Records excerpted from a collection
Start of Block
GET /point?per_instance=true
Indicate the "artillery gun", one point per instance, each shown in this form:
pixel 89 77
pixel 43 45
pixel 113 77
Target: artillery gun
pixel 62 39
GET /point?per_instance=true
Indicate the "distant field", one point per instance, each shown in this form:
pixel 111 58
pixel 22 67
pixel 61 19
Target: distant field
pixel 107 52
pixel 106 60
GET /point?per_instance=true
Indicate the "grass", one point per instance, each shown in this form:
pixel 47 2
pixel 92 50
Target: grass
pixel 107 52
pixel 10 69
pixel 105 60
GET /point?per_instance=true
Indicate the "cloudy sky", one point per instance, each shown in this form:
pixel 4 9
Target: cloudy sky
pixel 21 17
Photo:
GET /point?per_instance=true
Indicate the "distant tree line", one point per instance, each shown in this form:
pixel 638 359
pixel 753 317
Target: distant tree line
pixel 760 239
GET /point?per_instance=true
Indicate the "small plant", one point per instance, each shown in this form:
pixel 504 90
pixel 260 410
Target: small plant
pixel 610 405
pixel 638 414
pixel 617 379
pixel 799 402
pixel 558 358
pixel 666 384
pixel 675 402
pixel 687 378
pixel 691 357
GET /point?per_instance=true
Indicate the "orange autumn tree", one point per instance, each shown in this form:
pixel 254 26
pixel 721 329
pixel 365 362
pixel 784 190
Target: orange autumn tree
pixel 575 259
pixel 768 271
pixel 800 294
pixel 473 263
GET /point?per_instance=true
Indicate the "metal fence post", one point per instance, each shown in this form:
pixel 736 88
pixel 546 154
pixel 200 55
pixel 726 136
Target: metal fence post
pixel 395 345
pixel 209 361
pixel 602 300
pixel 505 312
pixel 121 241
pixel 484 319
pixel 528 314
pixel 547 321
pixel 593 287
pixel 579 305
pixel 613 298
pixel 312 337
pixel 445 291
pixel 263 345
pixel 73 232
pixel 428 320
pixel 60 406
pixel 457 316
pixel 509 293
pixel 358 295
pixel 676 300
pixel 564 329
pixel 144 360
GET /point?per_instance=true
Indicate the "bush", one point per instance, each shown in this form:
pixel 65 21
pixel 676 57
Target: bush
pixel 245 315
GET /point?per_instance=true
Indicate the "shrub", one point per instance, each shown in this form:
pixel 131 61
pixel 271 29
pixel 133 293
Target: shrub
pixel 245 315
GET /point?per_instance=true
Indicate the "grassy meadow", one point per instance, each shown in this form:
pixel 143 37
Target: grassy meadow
End of Block
● Requirement
Please return the lines above that run from the line containing "Target: distant tree line" to the line containing "pixel 736 88", inclusive, exactly and with no other lines.

● Solved exercise
Target: distant tree line
pixel 760 239
GET /point?per_instance=true
Indicate the "small plant", one point per instance, each shown in this form:
pixel 504 90
pixel 260 410
Target: small plant
pixel 610 405
pixel 638 414
pixel 617 379
pixel 799 402
pixel 558 358
pixel 666 384
pixel 675 402
pixel 687 378
pixel 691 357
GET /point?per_instance=true
Indicate the "orange autumn tree", one point per instance, each shown in this form:
pixel 254 26
pixel 721 329
pixel 365 362
pixel 784 190
Target: orange autumn tree
pixel 575 259
pixel 768 271
pixel 800 294
pixel 473 263
GET /point?per_instance=true
Indicate the "metal fence post", one point per instance, each shown in this form:
pixel 736 88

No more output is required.